TASK DATA:
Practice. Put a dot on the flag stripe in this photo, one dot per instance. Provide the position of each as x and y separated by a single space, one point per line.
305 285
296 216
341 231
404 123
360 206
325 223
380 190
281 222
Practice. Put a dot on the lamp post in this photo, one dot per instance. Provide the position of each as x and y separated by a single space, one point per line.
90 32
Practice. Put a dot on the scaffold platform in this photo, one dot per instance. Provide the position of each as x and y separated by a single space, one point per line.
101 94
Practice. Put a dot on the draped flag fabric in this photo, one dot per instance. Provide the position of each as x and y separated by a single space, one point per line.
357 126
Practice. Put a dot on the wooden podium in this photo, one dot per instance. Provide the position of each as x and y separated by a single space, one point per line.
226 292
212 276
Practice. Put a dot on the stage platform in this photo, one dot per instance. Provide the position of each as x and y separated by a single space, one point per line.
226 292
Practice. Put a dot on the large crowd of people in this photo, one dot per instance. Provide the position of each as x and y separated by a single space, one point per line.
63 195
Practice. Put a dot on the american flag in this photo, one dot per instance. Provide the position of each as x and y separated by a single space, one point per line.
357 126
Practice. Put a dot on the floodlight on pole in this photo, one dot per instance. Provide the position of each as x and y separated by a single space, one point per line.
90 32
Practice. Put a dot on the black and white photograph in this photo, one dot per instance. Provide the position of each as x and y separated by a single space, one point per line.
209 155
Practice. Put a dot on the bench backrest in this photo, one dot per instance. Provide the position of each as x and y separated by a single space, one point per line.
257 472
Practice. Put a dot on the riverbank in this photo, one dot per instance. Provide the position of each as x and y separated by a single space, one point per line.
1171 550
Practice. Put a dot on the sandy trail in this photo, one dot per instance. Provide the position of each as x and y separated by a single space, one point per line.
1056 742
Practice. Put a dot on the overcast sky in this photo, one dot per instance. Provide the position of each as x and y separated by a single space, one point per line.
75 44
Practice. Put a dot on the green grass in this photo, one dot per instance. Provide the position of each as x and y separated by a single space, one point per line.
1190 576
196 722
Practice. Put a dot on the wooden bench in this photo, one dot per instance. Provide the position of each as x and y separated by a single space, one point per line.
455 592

WHAT IS ASKED: Rewrite every line from the one holding "Practice. Put a dot on the sandy" through the end of the entries, inclusive, keeping the requests as they are. Multiply each x and y coordinate in the answers by 0.8 and round to the nearest whole number, with halves rounded up.

EXERCISE RESULT:
Practice. Put a dot on the sandy trail in this photo, one dot per instance. Provide the position of each as x and y separated by a single space, one point per line.
845 594
Practice. Put a dot on the overcast sky in this photo, one dot per instance. Provide the position of each as x and y separated by a single space, one point per line.
60 35
Practice. Put a dot on the green grass in this photo, one dot per instance. Provide the position of each as x and y separated by a single space, one point per line.
952 461
157 578
Practice. Put a dot on the wooden bench in this photo, one dot per instance. Provide the position of each as x and y separated by a single space, one point per line.
364 474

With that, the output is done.